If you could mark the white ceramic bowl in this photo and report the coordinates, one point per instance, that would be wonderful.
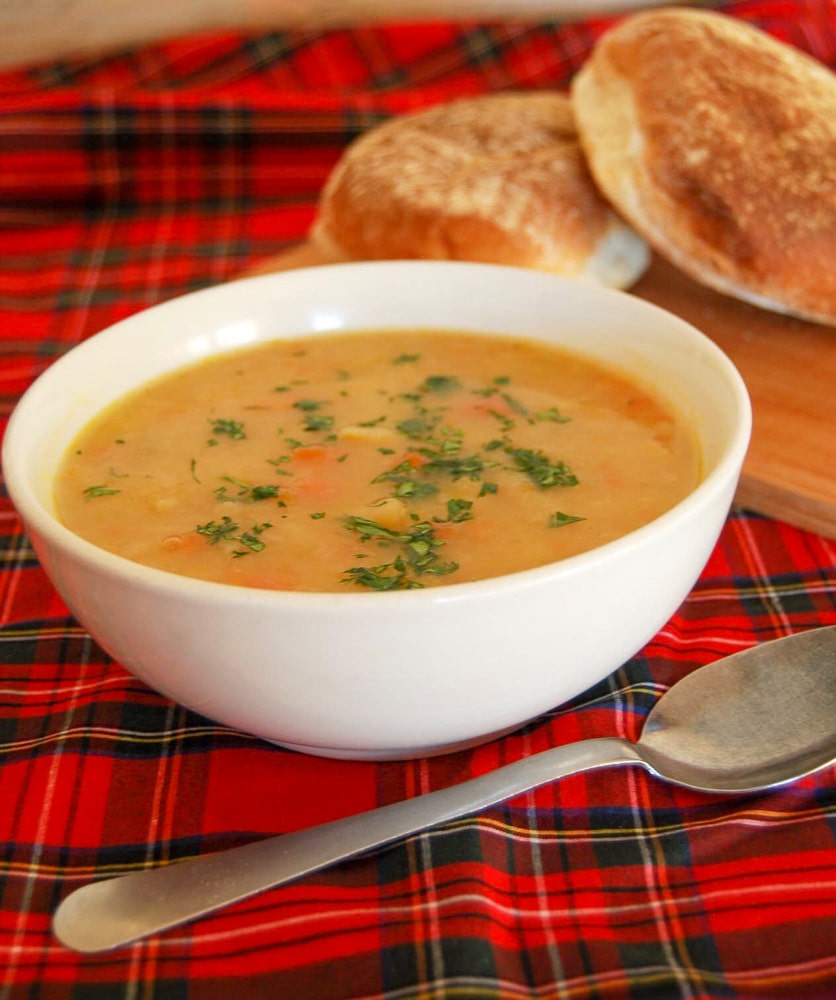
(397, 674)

==

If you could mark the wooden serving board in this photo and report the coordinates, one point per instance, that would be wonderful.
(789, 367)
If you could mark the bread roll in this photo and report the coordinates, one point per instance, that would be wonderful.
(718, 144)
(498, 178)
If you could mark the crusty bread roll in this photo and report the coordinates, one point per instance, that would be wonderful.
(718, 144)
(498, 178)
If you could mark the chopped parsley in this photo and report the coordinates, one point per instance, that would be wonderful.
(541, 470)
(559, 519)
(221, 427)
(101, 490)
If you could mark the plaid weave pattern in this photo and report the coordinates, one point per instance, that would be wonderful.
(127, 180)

DO THIS: Find every line in the entries above that contains the word "would" and copy each such line in full.

TASK ANSWER:
If you could mark the white ceramic bowl in this photo and report the coordinates, one point per instance, that would be wonderful.
If you could mark the wooden serving board in this photo and report the coordinates, one point per instance, that would be wonderful.
If you could mark the bread roll in this photo and report the coordinates, one point per instance, that would be wonderful.
If you could mark the crusty bread roll in this photo and report the coordinates, one point per instance, that would be wonderful.
If you could mark the chopped parsley in this photo and report the coordinates, one point per instance, that would be wonderful.
If you could mark the plaid weave pattern in this photo and report the coordinates, one point per instance, that would be wonderful.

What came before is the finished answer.